__Required work__:
Could you rewrite all of the data below with every "thickest part" changed to "widest part", keep everything else the same, and leave the pictures out?

__Provided material__:
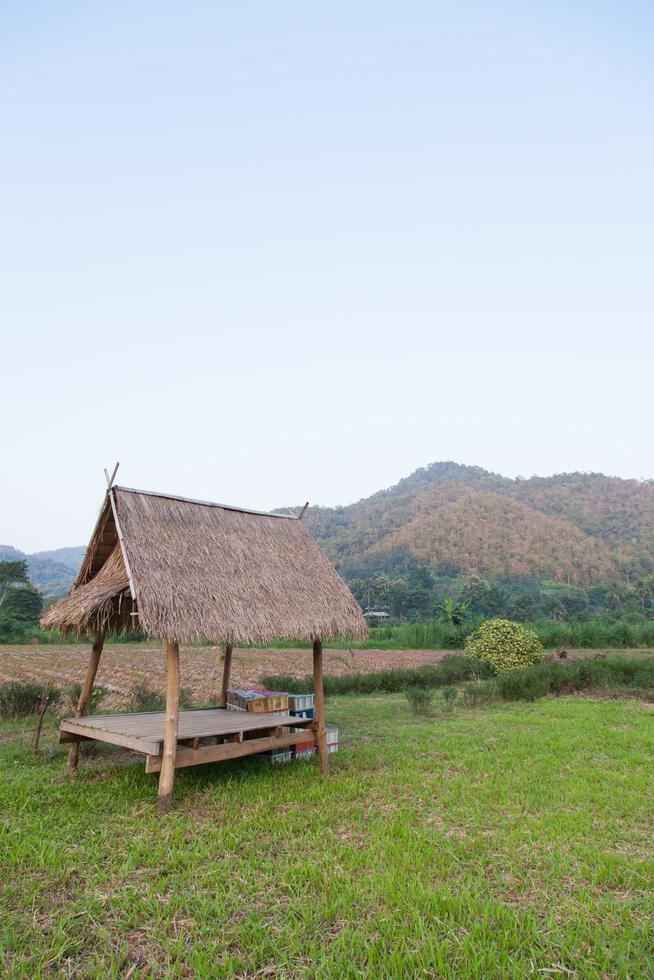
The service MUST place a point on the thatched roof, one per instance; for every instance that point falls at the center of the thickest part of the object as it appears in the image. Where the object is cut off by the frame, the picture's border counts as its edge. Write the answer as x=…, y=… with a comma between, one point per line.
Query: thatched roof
x=186, y=570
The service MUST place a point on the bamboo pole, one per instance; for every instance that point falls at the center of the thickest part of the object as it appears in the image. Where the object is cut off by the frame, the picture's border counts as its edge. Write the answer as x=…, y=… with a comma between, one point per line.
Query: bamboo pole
x=319, y=708
x=227, y=669
x=171, y=726
x=84, y=695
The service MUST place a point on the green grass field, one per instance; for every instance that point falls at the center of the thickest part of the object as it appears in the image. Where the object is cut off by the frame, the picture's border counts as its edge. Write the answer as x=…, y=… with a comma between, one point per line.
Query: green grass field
x=508, y=841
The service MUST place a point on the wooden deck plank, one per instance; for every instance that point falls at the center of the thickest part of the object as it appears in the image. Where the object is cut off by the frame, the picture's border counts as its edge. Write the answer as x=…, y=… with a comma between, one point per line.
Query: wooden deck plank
x=149, y=726
x=137, y=743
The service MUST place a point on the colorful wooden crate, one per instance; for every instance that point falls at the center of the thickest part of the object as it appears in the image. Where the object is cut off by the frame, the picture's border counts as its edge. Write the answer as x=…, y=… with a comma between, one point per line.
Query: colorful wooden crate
x=257, y=701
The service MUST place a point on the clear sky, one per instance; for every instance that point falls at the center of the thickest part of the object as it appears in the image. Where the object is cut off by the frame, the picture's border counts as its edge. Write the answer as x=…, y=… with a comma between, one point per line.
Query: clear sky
x=264, y=252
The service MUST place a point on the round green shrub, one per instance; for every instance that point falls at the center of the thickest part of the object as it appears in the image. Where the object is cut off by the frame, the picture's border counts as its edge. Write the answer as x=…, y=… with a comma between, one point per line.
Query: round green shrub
x=504, y=645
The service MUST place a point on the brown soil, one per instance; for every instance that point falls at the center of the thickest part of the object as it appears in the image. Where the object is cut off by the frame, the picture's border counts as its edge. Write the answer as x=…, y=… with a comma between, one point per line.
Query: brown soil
x=122, y=666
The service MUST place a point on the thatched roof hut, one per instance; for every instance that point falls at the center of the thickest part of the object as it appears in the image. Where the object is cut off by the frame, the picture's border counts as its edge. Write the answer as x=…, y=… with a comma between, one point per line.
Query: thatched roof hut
x=187, y=570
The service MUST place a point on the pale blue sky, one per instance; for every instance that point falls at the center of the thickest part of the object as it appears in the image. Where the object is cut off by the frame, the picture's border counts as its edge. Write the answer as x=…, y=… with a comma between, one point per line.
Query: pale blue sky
x=266, y=252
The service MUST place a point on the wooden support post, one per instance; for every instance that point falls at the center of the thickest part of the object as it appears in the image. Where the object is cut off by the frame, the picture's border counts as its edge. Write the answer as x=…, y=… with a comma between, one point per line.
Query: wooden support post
x=171, y=726
x=319, y=708
x=227, y=669
x=83, y=700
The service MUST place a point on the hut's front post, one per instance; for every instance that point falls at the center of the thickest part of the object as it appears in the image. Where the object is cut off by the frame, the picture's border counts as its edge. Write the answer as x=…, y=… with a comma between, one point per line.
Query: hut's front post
x=227, y=669
x=171, y=726
x=84, y=695
x=319, y=706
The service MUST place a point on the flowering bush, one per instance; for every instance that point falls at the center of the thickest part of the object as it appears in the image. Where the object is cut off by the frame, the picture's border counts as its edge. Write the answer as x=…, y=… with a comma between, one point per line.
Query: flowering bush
x=504, y=645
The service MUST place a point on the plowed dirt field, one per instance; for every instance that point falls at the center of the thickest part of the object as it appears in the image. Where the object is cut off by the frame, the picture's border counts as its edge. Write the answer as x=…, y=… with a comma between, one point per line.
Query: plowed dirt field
x=122, y=666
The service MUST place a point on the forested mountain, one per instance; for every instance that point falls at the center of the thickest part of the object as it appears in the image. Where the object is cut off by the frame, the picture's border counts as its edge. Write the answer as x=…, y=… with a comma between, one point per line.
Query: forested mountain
x=580, y=529
x=453, y=521
x=52, y=572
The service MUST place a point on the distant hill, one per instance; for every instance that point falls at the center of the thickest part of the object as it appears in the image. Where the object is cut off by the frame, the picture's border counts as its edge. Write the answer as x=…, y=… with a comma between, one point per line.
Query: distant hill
x=52, y=572
x=578, y=528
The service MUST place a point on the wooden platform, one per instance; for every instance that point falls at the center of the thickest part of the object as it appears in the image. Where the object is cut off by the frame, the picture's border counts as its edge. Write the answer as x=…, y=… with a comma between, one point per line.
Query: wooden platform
x=206, y=735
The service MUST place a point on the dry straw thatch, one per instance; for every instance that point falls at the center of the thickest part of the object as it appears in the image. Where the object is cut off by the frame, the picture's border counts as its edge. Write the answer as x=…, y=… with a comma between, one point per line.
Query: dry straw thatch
x=104, y=603
x=206, y=571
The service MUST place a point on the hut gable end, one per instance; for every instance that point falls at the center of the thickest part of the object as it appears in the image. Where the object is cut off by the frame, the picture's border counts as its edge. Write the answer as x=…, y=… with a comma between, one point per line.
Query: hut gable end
x=202, y=570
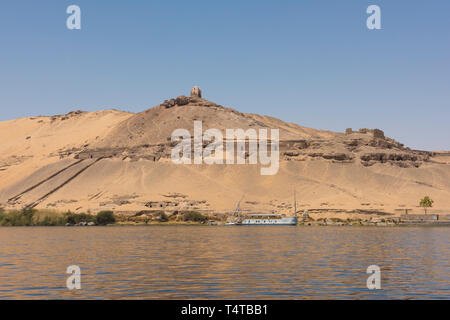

__Answer to the task__:
The service MUST place a point on the thatched roof, one per instance; for every instance that point falls at the center of the widest part of the object as it appears in the image. Where the object is cut off by the frame, the picture's border counts as its edge. Write the answer as x=…, y=… with a comma between, one point per line.
Query: thatched roof
x=186, y=570
The service MUST place a point on the bamboo pole, one per instance; for every instance that point falls at the center of the widest part of the object as it appears in the image. Where the object is cut off by the frame, the picture's border counts as its edge. Write the answer as x=…, y=… with a comma between, one point per line.
Query: bamboo pole
x=319, y=708
x=227, y=669
x=171, y=726
x=84, y=695
The service MUST place a point on the green grass field, one per instance; for every instance that point falls at the center of the widest part of the object as it appears in the image. Where the object is cut off by the frame, the picture's border counts as its edge. Write the answer as x=…, y=… with a comma between, one point per line.
Query: green grass field
x=508, y=841
The service MUST place a point on the wooden deck plank, one per instance; for every instance that point falls at the center of the widest part of the object as it appears in the image. Where the object is cut off by the frame, the picture's border counts as its edge. Write the answer as x=…, y=… with a comma between, one point per line.
Query: wooden deck plank
x=149, y=726
x=137, y=743
The service MUST place a point on the colorful wooden crate, one per instance; for every instance that point falls at the center of the widest part of the object as it appears in the image. Where the object is cut off by the frame, the picture's border counts as its edge. Write the answer as x=…, y=… with a comma between, one point per line.
Query: colorful wooden crate
x=257, y=701
The service MUST place a point on the clear sky, one per instance; for every instance that point falls at the center of the widest part of the object as it appears in the image. Where the object is cut off by the frame, the picture's border counts as its edge. Write the answer as x=…, y=… with a comma between, one point per line.
Query: clear sky
x=264, y=252
The service MUST place a point on the round green shrub, one per instance; for every instance that point falls at the center of the widest part of the object as it appears in the image. Where the object is cut off by the frame, the picture's border counts as its edge. Write the answer as x=…, y=… with a comma between, one point per line.
Query: round green shrub
x=504, y=645
The service MUST place a point on the brown soil, one per instance; for every instance that point falls at the center of the widest part of the object as it appears in the image. Where the object is cut off by the frame, the picture's border counts as its edge. Write the answer as x=…, y=… with a comma between, one point per line.
Query: brown soil
x=122, y=666
The service MUST place a point on the thatched roof hut, one per instance; for every instance that point falls at the center of the widest part of the object as it appears in the image. Where the object is cut off by the frame, the picture's border counts as its edge. Write the answer as x=…, y=… with a comma between, one point per line.
Query: thatched roof hut
x=187, y=570
The service MUST place a point on the pale blue sky, one per instance; for every instance that point falls at the center of the widest part of the object as it appears in the image. Where the object is cut off by the frame, the picture's border counts as its edge. Write the answer as x=…, y=… with a comma between, one point per line.
Query: pale blue sky
x=266, y=252
The service MUST place a point on the wooden support post, one per instance; for every instance that point falls at the center of the widest part of the object as it appears in the image. Where the object is cut off by the frame, the picture's border counts as its edge. Write the answer as x=…, y=… with a comma between, one point per line.
Query: wooden support post
x=171, y=726
x=319, y=708
x=227, y=669
x=83, y=700
The service MUST place a point on the hut's front post, one per instance; for every instance that point falls at the center of the widest part of the object as it appears in the image. Where the object is cut off by the frame, the picture's border counts as its edge. Write the answer as x=…, y=… with a comma between, one point per line.
Query: hut's front post
x=227, y=669
x=171, y=726
x=84, y=695
x=319, y=706
The service MUST place a point on the flowering bush, one per instance; for every instance that point falls at the center of the widest part of the object as it appears in the image. Where the object is cut off by the frame, the picture's border counts as its edge. Write the answer as x=…, y=… with a comma between, one point per line.
Query: flowering bush
x=504, y=645
The service MUST place a point on the plowed dirt field, one per instance; for every instance that point falls at the center of the widest part of the object as it appears in the image. Where the object is cut off by the frame, the picture's border counts as its edge. Write the answer as x=…, y=… with a comma between, one point per line.
Query: plowed dirt field
x=122, y=666
The service MUST place a point on the forested mountain, one per instance; for every instance that point falls at the center of the widest part of the object as it appears in the image. Where the object is cut off by the frame, the picture's border counts as its edge. Write the answer as x=…, y=… with a comma between, one point per line.
Query: forested mountain
x=580, y=529
x=453, y=521
x=52, y=572
The service MUST place a point on the distant hill, one per instance; for every instance that point falls at the center of the widest part of the object as it appears in the image. Where the object is cut off by the frame, the picture's border counts as its edge. Write the answer as x=…, y=… with a comma between, one point per line.
Query: distant hill
x=52, y=572
x=578, y=528
The service MUST place a point on the wooden platform, one per instance; for every instance that point falls at the center of the widest part of the object as it appears in the image. Where the object is cut off by the frame, the picture's border counts as its edge. Write the answer as x=…, y=… with a comma between, one point per line.
Query: wooden platform
x=206, y=735
The service MUST place a point on the dry straw thatch, one per instance; for every instance that point falls at the center of the widest part of the object as it appears in the image. Where the object is cut off by the frame, the picture's border counts as its edge. Write the answer as x=…, y=… with a comma between, one point per line.
Query: dry straw thatch
x=104, y=603
x=206, y=571
The service MUST place a point on the hut gable end, one per instance; for every instance that point falls at the center of the widest part of the object as it appears in the image. Where the object is cut off by the frame, the picture's border counts as its edge. Write the answer as x=…, y=… with a comma between, one point per line.
Query: hut gable end
x=202, y=570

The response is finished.